WHAT IS EXPECTED. Could you write out the rows from the line containing "I'd appreciate your help finding the bose" through the line containing "[208,99,264,116]", both ends included, reproducing each one word for word?

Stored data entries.
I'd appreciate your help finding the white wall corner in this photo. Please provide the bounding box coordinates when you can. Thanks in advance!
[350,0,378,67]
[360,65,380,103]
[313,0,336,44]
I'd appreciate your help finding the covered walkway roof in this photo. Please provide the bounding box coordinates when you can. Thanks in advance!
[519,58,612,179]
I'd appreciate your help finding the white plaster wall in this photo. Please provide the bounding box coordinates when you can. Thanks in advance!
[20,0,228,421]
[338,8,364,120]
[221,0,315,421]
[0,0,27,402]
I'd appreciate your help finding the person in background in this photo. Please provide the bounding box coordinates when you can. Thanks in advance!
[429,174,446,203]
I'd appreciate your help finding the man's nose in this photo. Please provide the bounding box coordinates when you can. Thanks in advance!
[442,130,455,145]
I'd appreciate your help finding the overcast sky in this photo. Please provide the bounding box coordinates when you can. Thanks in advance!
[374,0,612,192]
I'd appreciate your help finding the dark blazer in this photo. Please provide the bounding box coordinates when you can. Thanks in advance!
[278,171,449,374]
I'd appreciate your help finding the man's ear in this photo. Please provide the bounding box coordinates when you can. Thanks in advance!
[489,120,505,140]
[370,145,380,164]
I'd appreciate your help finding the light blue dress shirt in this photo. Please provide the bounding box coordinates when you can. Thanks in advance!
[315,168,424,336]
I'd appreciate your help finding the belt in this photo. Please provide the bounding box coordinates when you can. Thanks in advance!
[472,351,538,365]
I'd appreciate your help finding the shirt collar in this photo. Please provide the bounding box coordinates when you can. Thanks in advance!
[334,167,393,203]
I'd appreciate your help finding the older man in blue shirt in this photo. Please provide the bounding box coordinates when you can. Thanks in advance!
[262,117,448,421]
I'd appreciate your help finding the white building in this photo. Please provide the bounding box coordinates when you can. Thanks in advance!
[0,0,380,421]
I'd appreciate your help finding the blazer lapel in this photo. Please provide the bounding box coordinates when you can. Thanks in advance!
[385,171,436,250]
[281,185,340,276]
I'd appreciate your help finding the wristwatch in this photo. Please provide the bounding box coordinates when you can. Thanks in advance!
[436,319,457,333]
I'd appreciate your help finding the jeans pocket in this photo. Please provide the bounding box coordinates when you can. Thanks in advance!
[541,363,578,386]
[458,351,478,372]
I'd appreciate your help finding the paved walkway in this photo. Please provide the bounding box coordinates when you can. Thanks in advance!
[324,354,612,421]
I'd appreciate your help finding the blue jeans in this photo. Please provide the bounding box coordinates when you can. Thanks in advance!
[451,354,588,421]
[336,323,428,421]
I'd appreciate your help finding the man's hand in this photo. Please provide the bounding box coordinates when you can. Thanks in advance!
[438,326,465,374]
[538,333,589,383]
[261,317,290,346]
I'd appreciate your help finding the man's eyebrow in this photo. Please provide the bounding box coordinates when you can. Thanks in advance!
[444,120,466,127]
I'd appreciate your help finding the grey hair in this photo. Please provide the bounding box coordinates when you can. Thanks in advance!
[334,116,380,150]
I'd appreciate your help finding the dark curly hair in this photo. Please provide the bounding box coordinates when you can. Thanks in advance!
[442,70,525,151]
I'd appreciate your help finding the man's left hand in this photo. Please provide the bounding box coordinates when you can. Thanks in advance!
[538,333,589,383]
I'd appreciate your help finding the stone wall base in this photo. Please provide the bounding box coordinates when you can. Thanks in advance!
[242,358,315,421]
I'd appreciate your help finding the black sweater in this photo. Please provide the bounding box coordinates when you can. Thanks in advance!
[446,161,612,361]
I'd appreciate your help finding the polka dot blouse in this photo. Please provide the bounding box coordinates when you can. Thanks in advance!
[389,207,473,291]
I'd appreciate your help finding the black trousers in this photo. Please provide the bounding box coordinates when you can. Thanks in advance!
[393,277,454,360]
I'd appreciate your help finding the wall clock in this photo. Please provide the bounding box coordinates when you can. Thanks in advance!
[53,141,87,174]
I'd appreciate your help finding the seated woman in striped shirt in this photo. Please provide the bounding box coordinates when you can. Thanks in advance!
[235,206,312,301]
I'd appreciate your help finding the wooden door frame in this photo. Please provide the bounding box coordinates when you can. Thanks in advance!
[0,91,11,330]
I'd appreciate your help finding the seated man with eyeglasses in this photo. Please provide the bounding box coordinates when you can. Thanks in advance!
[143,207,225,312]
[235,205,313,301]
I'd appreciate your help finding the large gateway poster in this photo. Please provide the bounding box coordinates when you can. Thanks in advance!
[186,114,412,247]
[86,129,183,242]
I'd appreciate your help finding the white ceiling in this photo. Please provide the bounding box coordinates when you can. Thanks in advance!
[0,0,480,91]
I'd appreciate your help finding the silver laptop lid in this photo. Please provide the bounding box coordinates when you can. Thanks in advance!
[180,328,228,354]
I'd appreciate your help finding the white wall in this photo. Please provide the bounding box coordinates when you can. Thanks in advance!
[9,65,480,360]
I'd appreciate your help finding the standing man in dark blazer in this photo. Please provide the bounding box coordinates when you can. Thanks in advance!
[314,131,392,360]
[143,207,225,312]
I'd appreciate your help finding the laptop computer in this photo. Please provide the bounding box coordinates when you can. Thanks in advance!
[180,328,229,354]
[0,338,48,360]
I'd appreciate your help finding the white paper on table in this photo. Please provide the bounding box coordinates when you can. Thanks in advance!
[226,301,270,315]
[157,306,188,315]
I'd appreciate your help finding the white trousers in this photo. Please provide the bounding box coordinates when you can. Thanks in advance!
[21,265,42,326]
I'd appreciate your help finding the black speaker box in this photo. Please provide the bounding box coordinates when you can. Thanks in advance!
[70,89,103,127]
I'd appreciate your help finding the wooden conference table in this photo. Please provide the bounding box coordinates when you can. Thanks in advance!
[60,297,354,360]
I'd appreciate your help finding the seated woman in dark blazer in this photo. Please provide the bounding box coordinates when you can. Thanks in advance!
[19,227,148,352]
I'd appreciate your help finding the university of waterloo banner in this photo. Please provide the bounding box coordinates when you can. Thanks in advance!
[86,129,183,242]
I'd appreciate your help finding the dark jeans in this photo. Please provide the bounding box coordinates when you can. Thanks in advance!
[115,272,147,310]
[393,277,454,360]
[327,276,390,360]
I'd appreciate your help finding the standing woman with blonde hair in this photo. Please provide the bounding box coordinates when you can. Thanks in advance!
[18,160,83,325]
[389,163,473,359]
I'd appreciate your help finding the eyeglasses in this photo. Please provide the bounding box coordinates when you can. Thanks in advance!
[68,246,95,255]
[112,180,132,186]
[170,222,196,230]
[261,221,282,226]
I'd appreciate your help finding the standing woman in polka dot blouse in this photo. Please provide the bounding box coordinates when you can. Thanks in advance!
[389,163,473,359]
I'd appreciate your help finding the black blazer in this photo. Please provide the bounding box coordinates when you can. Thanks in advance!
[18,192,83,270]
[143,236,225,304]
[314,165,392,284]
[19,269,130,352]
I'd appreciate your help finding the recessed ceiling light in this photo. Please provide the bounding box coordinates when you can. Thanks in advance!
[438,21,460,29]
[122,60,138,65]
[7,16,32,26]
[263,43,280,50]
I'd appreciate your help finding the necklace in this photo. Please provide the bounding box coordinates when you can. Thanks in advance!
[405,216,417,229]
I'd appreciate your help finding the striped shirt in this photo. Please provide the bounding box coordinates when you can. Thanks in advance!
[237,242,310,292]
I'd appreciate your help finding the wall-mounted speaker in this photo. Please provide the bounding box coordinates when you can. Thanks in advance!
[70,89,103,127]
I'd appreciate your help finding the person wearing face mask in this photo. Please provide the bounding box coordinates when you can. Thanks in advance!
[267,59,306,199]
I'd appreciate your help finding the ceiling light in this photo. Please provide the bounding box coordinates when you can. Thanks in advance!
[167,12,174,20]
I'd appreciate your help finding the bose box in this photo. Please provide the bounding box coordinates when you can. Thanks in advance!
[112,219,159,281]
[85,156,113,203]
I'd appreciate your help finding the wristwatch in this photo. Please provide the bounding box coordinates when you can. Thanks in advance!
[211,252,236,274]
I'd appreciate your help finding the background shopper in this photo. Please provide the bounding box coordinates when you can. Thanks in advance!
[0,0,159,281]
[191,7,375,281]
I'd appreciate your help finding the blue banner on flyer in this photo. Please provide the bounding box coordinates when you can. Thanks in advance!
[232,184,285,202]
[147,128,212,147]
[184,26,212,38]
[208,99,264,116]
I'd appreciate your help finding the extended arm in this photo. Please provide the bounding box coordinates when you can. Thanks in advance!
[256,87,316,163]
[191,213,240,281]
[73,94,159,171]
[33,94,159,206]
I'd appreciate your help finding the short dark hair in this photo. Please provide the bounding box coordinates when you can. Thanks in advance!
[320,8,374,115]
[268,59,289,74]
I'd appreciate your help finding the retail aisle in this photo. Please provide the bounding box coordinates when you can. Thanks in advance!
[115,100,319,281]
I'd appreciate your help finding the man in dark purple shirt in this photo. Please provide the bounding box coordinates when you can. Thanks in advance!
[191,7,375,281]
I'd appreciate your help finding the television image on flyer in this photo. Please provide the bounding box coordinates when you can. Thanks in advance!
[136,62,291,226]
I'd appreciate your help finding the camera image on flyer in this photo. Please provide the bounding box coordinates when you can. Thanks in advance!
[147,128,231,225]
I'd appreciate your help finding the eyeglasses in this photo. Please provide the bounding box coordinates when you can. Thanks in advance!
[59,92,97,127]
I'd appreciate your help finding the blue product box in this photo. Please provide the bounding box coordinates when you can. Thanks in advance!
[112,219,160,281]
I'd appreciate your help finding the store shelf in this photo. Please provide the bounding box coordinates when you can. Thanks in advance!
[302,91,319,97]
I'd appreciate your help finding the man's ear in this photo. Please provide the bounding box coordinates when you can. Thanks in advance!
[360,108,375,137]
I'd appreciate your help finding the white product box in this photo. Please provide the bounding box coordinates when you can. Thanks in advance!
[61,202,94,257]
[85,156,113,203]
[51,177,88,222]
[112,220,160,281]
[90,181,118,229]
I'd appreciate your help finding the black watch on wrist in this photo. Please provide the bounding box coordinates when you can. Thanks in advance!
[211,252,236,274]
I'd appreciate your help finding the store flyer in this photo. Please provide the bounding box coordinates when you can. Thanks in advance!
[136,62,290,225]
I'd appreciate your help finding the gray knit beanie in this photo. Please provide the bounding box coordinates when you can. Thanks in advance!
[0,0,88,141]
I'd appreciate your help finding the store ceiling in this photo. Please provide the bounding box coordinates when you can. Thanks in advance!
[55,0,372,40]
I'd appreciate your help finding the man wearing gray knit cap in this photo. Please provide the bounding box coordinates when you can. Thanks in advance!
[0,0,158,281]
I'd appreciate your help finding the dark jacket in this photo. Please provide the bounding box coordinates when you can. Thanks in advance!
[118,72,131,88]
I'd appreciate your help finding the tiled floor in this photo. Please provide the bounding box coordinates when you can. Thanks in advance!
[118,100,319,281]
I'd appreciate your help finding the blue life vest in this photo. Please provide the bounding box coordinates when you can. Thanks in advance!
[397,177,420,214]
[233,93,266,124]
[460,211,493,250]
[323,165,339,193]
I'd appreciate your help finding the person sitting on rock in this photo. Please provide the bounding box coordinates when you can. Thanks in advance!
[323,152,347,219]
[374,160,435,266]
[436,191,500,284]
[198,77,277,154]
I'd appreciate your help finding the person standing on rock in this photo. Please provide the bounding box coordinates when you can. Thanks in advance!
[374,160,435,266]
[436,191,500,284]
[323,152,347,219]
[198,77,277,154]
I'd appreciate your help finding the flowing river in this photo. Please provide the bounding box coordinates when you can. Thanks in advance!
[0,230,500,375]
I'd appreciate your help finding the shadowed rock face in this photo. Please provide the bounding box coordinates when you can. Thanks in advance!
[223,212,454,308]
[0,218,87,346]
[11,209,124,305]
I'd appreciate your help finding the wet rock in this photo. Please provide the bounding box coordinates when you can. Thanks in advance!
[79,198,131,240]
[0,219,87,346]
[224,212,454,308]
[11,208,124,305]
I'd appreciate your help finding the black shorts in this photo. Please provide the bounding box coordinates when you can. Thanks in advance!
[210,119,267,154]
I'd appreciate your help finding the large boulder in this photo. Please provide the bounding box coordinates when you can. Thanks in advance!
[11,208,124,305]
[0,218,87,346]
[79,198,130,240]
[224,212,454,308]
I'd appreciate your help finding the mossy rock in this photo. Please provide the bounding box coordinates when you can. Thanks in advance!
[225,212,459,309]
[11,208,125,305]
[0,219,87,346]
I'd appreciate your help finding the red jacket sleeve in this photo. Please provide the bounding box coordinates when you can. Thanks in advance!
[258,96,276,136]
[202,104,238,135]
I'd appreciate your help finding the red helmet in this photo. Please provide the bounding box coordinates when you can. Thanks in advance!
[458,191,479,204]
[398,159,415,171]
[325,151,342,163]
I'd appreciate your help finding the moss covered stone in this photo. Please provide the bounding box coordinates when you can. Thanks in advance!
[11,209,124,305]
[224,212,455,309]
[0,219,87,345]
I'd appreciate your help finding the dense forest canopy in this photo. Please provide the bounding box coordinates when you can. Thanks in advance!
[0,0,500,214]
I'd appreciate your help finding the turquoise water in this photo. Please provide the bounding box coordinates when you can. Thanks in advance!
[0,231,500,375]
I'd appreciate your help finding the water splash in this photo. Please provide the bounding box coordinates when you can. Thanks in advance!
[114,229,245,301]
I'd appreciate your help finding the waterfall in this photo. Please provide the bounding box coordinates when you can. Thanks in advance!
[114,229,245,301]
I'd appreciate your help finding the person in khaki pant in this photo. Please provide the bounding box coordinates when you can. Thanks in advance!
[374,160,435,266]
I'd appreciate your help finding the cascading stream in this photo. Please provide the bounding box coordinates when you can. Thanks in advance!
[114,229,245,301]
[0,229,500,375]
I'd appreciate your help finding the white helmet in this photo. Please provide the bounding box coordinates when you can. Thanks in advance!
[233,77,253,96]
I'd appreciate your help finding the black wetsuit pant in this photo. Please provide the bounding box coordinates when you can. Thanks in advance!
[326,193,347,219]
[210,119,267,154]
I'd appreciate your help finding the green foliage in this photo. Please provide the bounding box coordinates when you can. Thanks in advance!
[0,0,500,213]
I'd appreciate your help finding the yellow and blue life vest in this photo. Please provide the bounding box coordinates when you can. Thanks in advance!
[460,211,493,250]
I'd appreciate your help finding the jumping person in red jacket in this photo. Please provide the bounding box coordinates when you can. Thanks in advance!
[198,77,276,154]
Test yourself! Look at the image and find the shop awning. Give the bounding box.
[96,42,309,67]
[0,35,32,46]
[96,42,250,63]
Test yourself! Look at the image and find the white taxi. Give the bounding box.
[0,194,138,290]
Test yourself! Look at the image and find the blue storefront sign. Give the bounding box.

RESULT FOR THIS EXERCISE.
I'd appreciate your help finding the bose box in this photo. Please provide the bounding box coordinates when you can. Thanks in advance!
[112,219,159,281]
[85,156,113,203]
I'd appreciate your help finding the wristwatch in this photo. Please provide the bounding box coordinates when you can. Thanks in advance!
[211,252,236,274]
I'd appreciate your help finding the background shopper in this photo. Please provide the bounding box coordinates when you can. Thanks in advance!
[0,0,159,281]
[191,7,375,281]
I'd appreciate your help finding the blue banner on flyer in this photo. Please provide the bounding box coordinates when you can. Thanks in advance!
[232,184,285,202]
[147,128,212,147]
[184,26,212,38]
[208,99,264,116]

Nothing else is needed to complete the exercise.